>> Start Materials provided
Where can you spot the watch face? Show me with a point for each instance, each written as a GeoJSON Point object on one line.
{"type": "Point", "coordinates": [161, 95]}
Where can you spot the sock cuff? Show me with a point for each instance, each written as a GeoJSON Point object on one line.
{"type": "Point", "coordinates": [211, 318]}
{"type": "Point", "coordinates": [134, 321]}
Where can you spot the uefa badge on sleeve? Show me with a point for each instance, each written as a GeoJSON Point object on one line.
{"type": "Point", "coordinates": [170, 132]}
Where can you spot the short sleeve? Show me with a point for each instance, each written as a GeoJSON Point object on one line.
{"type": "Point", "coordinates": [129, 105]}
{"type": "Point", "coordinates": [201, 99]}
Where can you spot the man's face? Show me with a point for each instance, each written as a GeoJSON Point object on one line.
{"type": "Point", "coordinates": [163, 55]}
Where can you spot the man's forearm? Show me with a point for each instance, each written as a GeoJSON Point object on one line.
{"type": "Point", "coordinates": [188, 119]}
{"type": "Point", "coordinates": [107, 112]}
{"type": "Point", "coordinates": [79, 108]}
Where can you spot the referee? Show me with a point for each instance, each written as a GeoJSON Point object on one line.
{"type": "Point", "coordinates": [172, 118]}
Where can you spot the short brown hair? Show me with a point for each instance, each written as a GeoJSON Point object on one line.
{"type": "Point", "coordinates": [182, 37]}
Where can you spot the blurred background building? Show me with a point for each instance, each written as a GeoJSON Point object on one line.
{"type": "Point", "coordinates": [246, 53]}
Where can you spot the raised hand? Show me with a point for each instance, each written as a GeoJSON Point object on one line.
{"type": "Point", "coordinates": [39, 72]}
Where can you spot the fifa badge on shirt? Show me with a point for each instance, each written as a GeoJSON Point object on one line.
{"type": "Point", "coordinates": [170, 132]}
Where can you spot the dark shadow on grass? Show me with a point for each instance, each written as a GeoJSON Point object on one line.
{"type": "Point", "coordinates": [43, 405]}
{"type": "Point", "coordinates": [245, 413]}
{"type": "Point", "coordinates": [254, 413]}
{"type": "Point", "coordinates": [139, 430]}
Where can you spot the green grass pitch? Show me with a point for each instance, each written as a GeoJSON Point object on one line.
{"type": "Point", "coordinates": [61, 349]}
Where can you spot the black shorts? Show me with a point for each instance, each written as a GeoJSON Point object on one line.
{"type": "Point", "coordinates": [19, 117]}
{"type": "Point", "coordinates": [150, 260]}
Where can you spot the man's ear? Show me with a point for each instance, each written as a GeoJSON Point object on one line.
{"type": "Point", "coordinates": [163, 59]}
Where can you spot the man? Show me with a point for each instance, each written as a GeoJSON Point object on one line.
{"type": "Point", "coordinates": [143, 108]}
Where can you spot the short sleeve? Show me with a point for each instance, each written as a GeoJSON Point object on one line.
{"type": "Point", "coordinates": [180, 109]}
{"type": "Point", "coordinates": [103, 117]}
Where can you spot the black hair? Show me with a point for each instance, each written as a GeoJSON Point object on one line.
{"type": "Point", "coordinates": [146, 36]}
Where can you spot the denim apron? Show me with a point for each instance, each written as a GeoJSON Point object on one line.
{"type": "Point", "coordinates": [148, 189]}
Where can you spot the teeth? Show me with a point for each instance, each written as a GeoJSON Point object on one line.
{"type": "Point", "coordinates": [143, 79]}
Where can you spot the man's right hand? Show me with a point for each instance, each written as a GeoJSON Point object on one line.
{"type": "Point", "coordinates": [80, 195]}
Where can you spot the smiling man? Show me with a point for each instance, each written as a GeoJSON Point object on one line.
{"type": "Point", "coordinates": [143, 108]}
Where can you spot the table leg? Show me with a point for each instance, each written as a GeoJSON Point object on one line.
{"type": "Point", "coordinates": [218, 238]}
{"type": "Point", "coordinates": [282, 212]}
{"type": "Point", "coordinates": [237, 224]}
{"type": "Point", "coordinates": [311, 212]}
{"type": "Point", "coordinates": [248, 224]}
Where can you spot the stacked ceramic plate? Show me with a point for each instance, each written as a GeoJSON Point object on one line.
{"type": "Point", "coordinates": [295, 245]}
>> End Materials provided
Each line above must be reproduced exactly as it stands.

- [Answer for the task]
Where can you spot the watch face? Show me with a point for each instance, each written as a GeoJSON Point object on one line.
{"type": "Point", "coordinates": [161, 95]}
Where can you spot the sock cuff? Show me with a point for each instance, each written as a GeoJSON Point object on one line.
{"type": "Point", "coordinates": [211, 318]}
{"type": "Point", "coordinates": [134, 321]}
Where can you spot the uefa badge on sleeve? Show me with a point for each instance, each written as a GeoJSON Point object on one line.
{"type": "Point", "coordinates": [170, 132]}
Where can you spot the short sleeve? Show me with a point for each instance, each written as a GeoJSON Point object on one line.
{"type": "Point", "coordinates": [129, 105]}
{"type": "Point", "coordinates": [201, 99]}
Where can you spot the man's face? Show me with a point for each instance, each written as a GeoJSON Point object on one line.
{"type": "Point", "coordinates": [163, 55]}
Where can you spot the man's forearm? Show me with a point for each instance, each written as a GeoJSON Point object on one line.
{"type": "Point", "coordinates": [188, 119]}
{"type": "Point", "coordinates": [107, 112]}
{"type": "Point", "coordinates": [79, 108]}
Where can you spot the referee? Show me with a point for each instance, each written as a GeoJSON Point object on one line.
{"type": "Point", "coordinates": [172, 118]}
Where can you spot the short brown hair? Show me with a point for each instance, each written as a GeoJSON Point object on one line.
{"type": "Point", "coordinates": [182, 37]}
Where can you spot the blurred background building? Show me with a point for each instance, each written as a GeoJSON Point object on one line.
{"type": "Point", "coordinates": [246, 53]}
Where can you spot the raised hand? Show me with a point for each instance, each written as a GeoJSON Point object on one line.
{"type": "Point", "coordinates": [39, 72]}
Where can you spot the fifa badge on shirt? Show me with a point for each instance, each written as a GeoJSON Point object on one line.
{"type": "Point", "coordinates": [170, 132]}
Where can you spot the dark shadow on grass? Show me with a point for each instance, each written as a GeoJSON Point object on one line.
{"type": "Point", "coordinates": [43, 405]}
{"type": "Point", "coordinates": [245, 413]}
{"type": "Point", "coordinates": [254, 413]}
{"type": "Point", "coordinates": [139, 430]}
Where can you spot the green grass pitch? Show me with a point for each instance, each written as a GeoJSON Point object on one line.
{"type": "Point", "coordinates": [61, 349]}
Where can you spot the black shorts? Show me with a point for each instance, each written as a GeoJSON Point object on one line.
{"type": "Point", "coordinates": [19, 117]}
{"type": "Point", "coordinates": [150, 260]}
Where can you spot the man's ear? Show me with a point for each instance, each written as a GeoJSON Point object on one line.
{"type": "Point", "coordinates": [163, 59]}
Where can you spot the man? Show me with a point for each instance, each written as a GeoJSON Point object on one line.
{"type": "Point", "coordinates": [143, 108]}
Where can you spot the short sleeve? Show me with a point for each instance, each written as a GeoJSON Point object on one line.
{"type": "Point", "coordinates": [180, 109]}
{"type": "Point", "coordinates": [103, 117]}
Where can you spot the black hair? Show me with a point for each instance, each written as a GeoJSON Point object on one line.
{"type": "Point", "coordinates": [146, 36]}
Where can you spot the denim apron? Show me with a point for each instance, each written as a GeoJSON Point object on one line.
{"type": "Point", "coordinates": [148, 189]}
Where can you spot the teeth? Show me with a point for each instance, each written as a GeoJSON Point object on one line.
{"type": "Point", "coordinates": [143, 79]}
Where can you spot the man's right hand? Show me with a point for each instance, each written as a GeoJSON Point object on one line.
{"type": "Point", "coordinates": [80, 195]}
Where can you spot the smiling man? Show me with a point for each instance, each written as a GeoJSON Point object on one line.
{"type": "Point", "coordinates": [143, 108]}
Where can you spot the table leg? Show me with a point for each instance, each written as a GeoJSON Point object on one line.
{"type": "Point", "coordinates": [218, 238]}
{"type": "Point", "coordinates": [282, 212]}
{"type": "Point", "coordinates": [237, 224]}
{"type": "Point", "coordinates": [311, 212]}
{"type": "Point", "coordinates": [248, 224]}
Where can you spot the stacked ceramic plate? Show me with a point for each instance, each written as a GeoJSON Point object on one line.
{"type": "Point", "coordinates": [295, 245]}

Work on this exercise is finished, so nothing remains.